Texte source ->
Avec le temps, oui, si manque d’inspiration ou si moment « perdu », je vais toujours me rattraper par un truc. Mais j’aurais tendance à dire que je ne sais vraiment pas ce que je vais faire à l’avance, surtout quand t’es chanteur ! Un mec qui est musicien, qui accompagne, qui joue et qui sait qu’il a un solo à prendre, peut peut-être l’anticiper ou y penser, et se dire : « Tiens, je vais partir de telle ou telle manière ». Mais moi, quand je suis sur le champ et que d’un seul coup je monte le volume et que… je pars sur le solo, je me dis : « Bon, bah ça part comme ça ! » Ç’aurait pu partir autrement, mieux, moins bien, mais ça part comme ça part ! Et je pense que c’est peut-être ça qu’il faut arriver à accepter : l’instant présent, le moment joué… Il y a des jours, tu peux avoir un jeu agressif, parce qu’à l’intérieur t’es énervé. Ou tu peux avoir un jeu très cool ou très sexy, ou très « machin », parce qu’à l’intérieur, t’as ce genre d’état d’âme. Mais faut arriver à accepter ce moment-là… Je suis un autodidacte complet et un guitariste instinctif. Donc c’est vrai que je ne sais pas trop ce que je vais jouer à l’avance, ni comment ça va commencer, ni comment ça va se finir !
Pour moi, l’idée de jouer de la guitare, ça doit faire partie d’un tout… La guitare vient juste souligner l’ensemble, et à un moment donné, parler elle toute seule une fois que le chanteur a décidé de se taire !
Ta culture guitare, tu dirais que c’est le blues, fondamentalement, et le rock ?

Items extraits ->

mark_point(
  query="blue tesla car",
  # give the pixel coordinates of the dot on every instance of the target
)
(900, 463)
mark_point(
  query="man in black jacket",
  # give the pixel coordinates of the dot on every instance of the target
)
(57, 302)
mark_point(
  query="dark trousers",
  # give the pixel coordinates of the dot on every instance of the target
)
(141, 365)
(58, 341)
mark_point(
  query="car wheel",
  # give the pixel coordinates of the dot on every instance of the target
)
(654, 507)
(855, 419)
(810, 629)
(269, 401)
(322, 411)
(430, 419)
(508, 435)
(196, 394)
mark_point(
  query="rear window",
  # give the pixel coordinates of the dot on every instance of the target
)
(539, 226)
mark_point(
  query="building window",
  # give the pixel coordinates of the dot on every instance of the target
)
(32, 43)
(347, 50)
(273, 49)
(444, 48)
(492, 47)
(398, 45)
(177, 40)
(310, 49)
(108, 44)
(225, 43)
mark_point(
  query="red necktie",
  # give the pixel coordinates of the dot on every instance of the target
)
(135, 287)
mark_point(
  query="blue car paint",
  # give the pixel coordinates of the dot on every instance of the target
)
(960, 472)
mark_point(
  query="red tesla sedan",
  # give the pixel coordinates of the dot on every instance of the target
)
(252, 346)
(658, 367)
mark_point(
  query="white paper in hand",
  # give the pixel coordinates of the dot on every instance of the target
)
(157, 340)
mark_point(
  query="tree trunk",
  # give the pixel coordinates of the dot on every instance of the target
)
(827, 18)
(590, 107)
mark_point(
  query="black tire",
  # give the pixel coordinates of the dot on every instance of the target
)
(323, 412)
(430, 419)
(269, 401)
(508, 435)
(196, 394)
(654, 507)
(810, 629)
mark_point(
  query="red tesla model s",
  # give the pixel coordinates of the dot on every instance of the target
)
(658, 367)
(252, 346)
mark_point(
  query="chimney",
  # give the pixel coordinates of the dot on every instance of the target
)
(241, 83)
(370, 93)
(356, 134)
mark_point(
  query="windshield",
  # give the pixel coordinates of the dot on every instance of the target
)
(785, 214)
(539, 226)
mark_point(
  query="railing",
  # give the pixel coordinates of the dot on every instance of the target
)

Consigne 1 -> Pour chaque affirmation, dis si elle est d’accord avec le texte sur la guitare, puis cite les mots du texte qui le prouvent. (a) La personne qui parle se dit guitariste autodidacte. (b) La personne qui parle prépare ses solos à l’avance. (c) Pour la personne qui parle, la guitare doit parler seule pendant que le chanteur chante.
Consigne 2 -> Change le passage du texte sur la guitare qui va de « Pour moi, l’idée » jusqu’à « de se taire ! » inclus, en mettant « le morceau » à la place de « l’ensemble ».
Consigne 3 -> Poursuis le texte sur la guitare à partir de l’endroit où il s’arrête.

Bonne réponse 1 ->
(a) Oui : « Je suis un autodidacte complet et un guitariste instinctif. »
(b) Non : « je ne sais vraiment pas ce que je vais faire à l’avance, surtout quand t’es chanteur ! »
(c) Non : « parler elle toute seule une fois que le chanteur a décidé de se taire ! »

Bonne réponse 2 ->
Pour moi, l’idée de jouer de la guitare, ça doit faire partie d’un tout… La guitare vient juste souligner le morceau, et à un moment donné, parler elle toute seule une fois que le chanteur a décidé de se taire !

Bonne réponse 3 ->
Ouais, ça fait vraiment partie de cette culture sixties. Pour moi ça a été les Beatles, les Stones, tous ces groupes anglais, les Kinks, les Animals, puis je crois que mon gros flash de guitare, ça a été surtout Eric Clapton avec John Mayall, sur le premier album, le fameux « Beano », avec les Bluesbreakers. C’était la première fois que j’entendais un son de guitare comme ça. Je me disais : « Woah, qu’est-ce que c’est que ça ? » Depuis évidemment, on a su que c’était une Les Paul sur un Marshall, avec un treble booster, mais à l’époque on ne savait pas. Et puis juste derrière, il y a Jimi Hendrix qui est arrivé, plus avec ce son Strat, et la fuzz, et tout ça… T’as pris un aller d’un côté, et t’a pris le retour le lendemain ! Là je pense qu’en très peu de temps, le son des guitares avait changé, soudainement, vers 66-67.
Venons-en justement à ton son à toi. On te voit souvent avec une Les Paul… Tu aimes bien le humbucker, ce son gras ?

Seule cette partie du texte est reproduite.